### THE REQUEST
Reproduce the rows below, substituting "Please provide" for every occurrence of "Could you kindly give" and leaving everything else unchanged. Omit the pictures from your answer.

[Rows for labeling shapes in pictures]
** start **

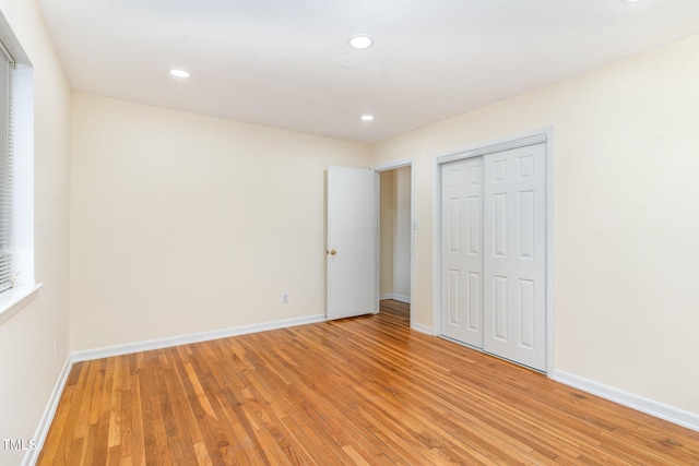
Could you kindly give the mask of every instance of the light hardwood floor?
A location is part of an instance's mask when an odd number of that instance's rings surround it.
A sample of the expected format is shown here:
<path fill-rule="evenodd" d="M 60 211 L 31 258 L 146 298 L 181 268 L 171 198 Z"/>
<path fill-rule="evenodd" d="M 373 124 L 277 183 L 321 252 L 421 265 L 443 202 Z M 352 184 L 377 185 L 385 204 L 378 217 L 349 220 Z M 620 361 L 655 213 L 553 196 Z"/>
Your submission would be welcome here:
<path fill-rule="evenodd" d="M 39 465 L 699 465 L 699 432 L 411 331 L 405 306 L 76 363 Z"/>

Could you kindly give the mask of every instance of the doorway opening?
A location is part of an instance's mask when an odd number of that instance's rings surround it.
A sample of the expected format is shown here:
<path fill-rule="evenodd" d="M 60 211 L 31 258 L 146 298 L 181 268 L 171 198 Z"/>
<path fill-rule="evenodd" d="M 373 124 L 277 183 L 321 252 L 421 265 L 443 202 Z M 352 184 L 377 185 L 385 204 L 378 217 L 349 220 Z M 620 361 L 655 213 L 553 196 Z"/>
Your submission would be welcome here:
<path fill-rule="evenodd" d="M 412 166 L 377 170 L 379 177 L 379 310 L 410 325 L 413 249 Z"/>

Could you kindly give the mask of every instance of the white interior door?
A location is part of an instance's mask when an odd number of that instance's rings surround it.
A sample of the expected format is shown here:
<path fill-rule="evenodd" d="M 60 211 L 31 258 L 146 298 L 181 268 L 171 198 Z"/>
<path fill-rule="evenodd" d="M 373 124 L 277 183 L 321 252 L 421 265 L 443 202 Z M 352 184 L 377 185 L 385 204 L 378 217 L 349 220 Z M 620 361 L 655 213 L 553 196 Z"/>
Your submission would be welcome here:
<path fill-rule="evenodd" d="M 328 167 L 328 319 L 377 312 L 376 172 Z"/>
<path fill-rule="evenodd" d="M 483 348 L 483 157 L 441 166 L 441 332 Z"/>
<path fill-rule="evenodd" d="M 546 369 L 546 145 L 484 155 L 484 349 Z"/>

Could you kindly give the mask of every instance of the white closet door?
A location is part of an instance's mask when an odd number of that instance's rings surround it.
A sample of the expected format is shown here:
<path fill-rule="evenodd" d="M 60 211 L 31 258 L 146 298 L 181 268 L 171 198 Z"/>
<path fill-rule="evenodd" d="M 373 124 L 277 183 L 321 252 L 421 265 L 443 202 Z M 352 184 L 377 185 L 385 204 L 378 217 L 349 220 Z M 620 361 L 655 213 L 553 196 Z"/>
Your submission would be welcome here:
<path fill-rule="evenodd" d="M 483 158 L 441 167 L 441 333 L 483 348 Z"/>
<path fill-rule="evenodd" d="M 545 144 L 486 154 L 484 349 L 546 369 Z"/>

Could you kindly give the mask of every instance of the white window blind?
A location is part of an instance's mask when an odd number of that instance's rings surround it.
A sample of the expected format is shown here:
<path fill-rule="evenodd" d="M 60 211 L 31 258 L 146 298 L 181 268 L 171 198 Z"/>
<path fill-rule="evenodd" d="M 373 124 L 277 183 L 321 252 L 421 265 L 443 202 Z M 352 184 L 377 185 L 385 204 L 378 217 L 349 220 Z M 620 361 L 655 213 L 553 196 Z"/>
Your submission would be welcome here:
<path fill-rule="evenodd" d="M 14 60 L 0 45 L 0 291 L 14 286 L 12 254 L 12 76 Z"/>

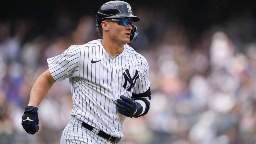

** end **

### ANSWER
Please provide the mask of every instance of the light hardwood floor?
A location is part of an instance's mask when an odd number of that instance's rings surround it.
A sample of the expected format is shown here:
<path fill-rule="evenodd" d="M 60 211 L 31 258 L 146 298 L 181 268 L 171 198 Z"/>
<path fill-rule="evenodd" d="M 373 124 L 277 183 L 321 252 L 421 265 L 443 202 Z M 352 184 L 377 185 L 385 204 L 378 217 L 349 220 Z M 620 361 L 655 213 L 553 196 Z"/>
Your submission would be welcome here:
<path fill-rule="evenodd" d="M 39 465 L 699 465 L 699 432 L 411 331 L 405 306 L 76 363 Z"/>

Please provide the mask of every instance of the doorway opening?
A location is part of an instance's mask when an odd number of that instance's rings surround it.
A sample of the expected format is shown here:
<path fill-rule="evenodd" d="M 60 211 L 31 258 L 146 298 L 181 268 L 171 198 Z"/>
<path fill-rule="evenodd" d="M 373 124 L 277 183 L 321 252 L 421 265 L 443 202 Z M 352 184 L 377 185 L 385 204 L 378 217 L 349 220 Z M 620 361 L 655 213 L 553 196 Z"/>
Your submission would be welcome here:
<path fill-rule="evenodd" d="M 412 166 L 377 170 L 379 177 L 379 310 L 410 325 L 413 249 Z"/>

Please provide the mask of every instance of the white interior door?
A location is part of an instance's mask when an odd number of that instance's rings surround it.
A sample of the expected format is shown here:
<path fill-rule="evenodd" d="M 60 211 L 31 258 L 146 298 L 181 268 L 171 198 Z"/>
<path fill-rule="evenodd" d="M 373 124 L 277 183 L 321 252 L 421 265 L 443 202 Z M 352 184 L 377 185 L 385 204 L 378 217 L 349 220 Z M 620 361 L 655 213 L 553 196 Z"/>
Your submission would be welcome here:
<path fill-rule="evenodd" d="M 328 167 L 328 319 L 377 312 L 376 172 Z"/>
<path fill-rule="evenodd" d="M 483 348 L 483 157 L 441 166 L 441 332 Z"/>
<path fill-rule="evenodd" d="M 546 369 L 546 145 L 484 155 L 484 349 Z"/>

Please provide the mask of every instance of the white closet door?
A location is part of an instance's mask when an odd number of that instance's rings surround it.
A sample of the expected format is shown here:
<path fill-rule="evenodd" d="M 60 211 L 31 258 L 146 298 L 181 268 L 171 198 Z"/>
<path fill-rule="evenodd" d="M 373 124 L 277 183 L 321 252 L 421 265 L 443 202 Z M 352 184 L 377 185 L 385 204 L 378 217 L 349 220 Z M 620 361 L 655 213 L 553 196 Z"/>
Your submission would be welcome here:
<path fill-rule="evenodd" d="M 483 158 L 441 167 L 441 333 L 483 348 Z"/>
<path fill-rule="evenodd" d="M 545 144 L 486 154 L 484 349 L 546 369 Z"/>

Please provide the mask of every instance of the white window blind?
A location is part of an instance's mask when an odd number of that instance's rings surround it.
A sample of the expected format is shown here:
<path fill-rule="evenodd" d="M 60 211 L 31 258 L 146 298 L 181 268 L 171 198 Z"/>
<path fill-rule="evenodd" d="M 373 124 L 277 183 L 321 252 L 421 265 L 443 202 Z M 352 184 L 377 185 L 385 204 L 378 217 L 349 220 Z M 620 361 L 655 213 L 553 196 Z"/>
Your submission would be welcome here:
<path fill-rule="evenodd" d="M 14 60 L 0 45 L 0 291 L 14 286 L 12 254 L 12 76 Z"/>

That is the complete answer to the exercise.